• Задание:
Воспроизведите, пожалуйста, дословно всё, что в приведенном ниже фрагменте о революции и литературе идет начиная со слов «И что же? Приходится» и вплоть до слов «остается - литература.».

=== Фрагмент текста ===

И что же? Приходится признать, что революция не только вредоносна; что результаты всяких общественных преобразований - будь то революция или реакция - всегда сомнительны, а вот сопутствующие обстоятельства, которыми все и определяется, у них разные. Реакция приносит стабильность - и плодит бездарей, доносчиков, подонков; революция приносит великие потрясения - и великую литературу. И остается - литература.
Был миг общенационального вдохновения, были тома великой прозы и незабываемой поэзии. Была «Улялаевщина» 25-летнего Сельвинского и «Моя именинная» 23-летнего Кирсанова. Была «Конармия» тридцатилетнего Бабеля и «Чапаев» тридцатилетнего Фурманова. Был «Тихий Дон». А потом? А потом суп с котом, с котом Бегемотом. «Мастер и Маргарита», спору нет, отличная книга, но во второй половине тридцатых она такая одна. Слизанная частично, между прочим, с «Золотого теленка».

=== Учебный материал ===

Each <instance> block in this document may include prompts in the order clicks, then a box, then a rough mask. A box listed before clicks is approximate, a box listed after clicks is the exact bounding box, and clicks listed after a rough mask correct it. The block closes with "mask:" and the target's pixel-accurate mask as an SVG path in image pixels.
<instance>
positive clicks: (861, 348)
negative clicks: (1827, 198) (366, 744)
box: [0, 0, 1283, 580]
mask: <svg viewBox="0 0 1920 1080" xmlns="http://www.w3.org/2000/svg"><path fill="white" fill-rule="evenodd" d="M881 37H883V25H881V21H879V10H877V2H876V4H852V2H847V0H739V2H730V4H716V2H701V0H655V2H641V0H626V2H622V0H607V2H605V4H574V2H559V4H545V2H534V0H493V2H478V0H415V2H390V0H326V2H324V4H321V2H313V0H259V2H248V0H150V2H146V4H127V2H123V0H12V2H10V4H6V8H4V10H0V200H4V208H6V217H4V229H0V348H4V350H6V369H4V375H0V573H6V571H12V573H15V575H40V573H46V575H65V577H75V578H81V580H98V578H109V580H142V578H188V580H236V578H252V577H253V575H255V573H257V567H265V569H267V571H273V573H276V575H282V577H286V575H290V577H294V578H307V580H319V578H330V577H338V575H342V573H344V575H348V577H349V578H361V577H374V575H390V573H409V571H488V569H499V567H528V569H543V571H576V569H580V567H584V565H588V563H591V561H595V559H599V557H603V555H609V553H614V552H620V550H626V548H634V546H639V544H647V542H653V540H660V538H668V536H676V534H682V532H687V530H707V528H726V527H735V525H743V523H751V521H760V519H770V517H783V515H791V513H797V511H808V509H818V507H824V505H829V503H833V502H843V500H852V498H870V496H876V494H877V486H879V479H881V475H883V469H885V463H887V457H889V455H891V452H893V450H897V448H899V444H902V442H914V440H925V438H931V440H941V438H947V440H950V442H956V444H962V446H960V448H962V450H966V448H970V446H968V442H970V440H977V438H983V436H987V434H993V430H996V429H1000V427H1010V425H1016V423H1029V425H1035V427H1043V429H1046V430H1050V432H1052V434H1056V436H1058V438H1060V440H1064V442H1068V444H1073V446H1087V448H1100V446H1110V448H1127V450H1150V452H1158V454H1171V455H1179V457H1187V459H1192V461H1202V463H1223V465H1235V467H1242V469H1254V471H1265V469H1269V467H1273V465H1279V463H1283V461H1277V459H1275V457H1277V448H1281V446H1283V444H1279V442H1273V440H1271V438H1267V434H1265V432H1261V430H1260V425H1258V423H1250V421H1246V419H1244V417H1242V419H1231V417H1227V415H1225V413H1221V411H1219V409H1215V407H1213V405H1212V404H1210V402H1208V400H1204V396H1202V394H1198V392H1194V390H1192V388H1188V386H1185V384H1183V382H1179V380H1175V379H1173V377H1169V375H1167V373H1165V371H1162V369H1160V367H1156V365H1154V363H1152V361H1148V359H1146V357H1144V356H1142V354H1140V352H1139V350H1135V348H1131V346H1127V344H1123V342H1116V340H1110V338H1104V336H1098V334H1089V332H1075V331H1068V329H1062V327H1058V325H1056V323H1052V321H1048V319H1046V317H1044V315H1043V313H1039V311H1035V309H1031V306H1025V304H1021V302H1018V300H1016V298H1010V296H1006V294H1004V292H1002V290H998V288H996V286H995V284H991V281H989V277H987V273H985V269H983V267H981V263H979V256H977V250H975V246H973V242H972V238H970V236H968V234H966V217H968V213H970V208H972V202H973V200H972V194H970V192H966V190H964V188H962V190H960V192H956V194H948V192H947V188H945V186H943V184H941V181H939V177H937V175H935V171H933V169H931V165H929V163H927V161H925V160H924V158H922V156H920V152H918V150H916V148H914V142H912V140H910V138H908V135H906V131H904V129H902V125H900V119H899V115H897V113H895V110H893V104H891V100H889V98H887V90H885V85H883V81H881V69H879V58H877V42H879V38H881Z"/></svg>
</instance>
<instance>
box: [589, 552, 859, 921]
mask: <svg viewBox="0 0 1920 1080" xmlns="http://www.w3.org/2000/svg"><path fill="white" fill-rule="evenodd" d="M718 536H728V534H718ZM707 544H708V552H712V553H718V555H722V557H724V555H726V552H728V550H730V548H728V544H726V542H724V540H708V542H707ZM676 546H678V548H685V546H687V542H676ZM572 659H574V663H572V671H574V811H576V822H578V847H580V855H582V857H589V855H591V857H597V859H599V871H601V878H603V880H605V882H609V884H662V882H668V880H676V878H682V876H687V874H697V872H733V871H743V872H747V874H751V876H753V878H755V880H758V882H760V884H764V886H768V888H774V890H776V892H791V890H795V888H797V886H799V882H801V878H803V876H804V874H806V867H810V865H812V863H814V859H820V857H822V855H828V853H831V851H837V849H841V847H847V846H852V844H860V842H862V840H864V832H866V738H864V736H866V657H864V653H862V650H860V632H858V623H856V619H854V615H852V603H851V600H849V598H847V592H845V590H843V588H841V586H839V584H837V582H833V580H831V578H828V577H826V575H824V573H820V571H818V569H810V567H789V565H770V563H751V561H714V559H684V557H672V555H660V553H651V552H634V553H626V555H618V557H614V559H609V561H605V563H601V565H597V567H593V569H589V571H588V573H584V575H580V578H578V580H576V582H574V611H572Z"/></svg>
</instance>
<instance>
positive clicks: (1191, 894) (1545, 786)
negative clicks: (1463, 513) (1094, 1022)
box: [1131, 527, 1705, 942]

===

• Ответ к заданию:
И что же? Приходится признать, что революция не только вредоносна; что результаты всяких общественных преобразований - будь то революция или реакция - всегда сомнительны, а вот сопутствующие обстоятельства, которыми все и определяется, у них разные. Реакция приносит стабильность - и плодит бездарей, доносчиков, подонков; революция приносит великие потрясения - и великую литературу. И остается - литература.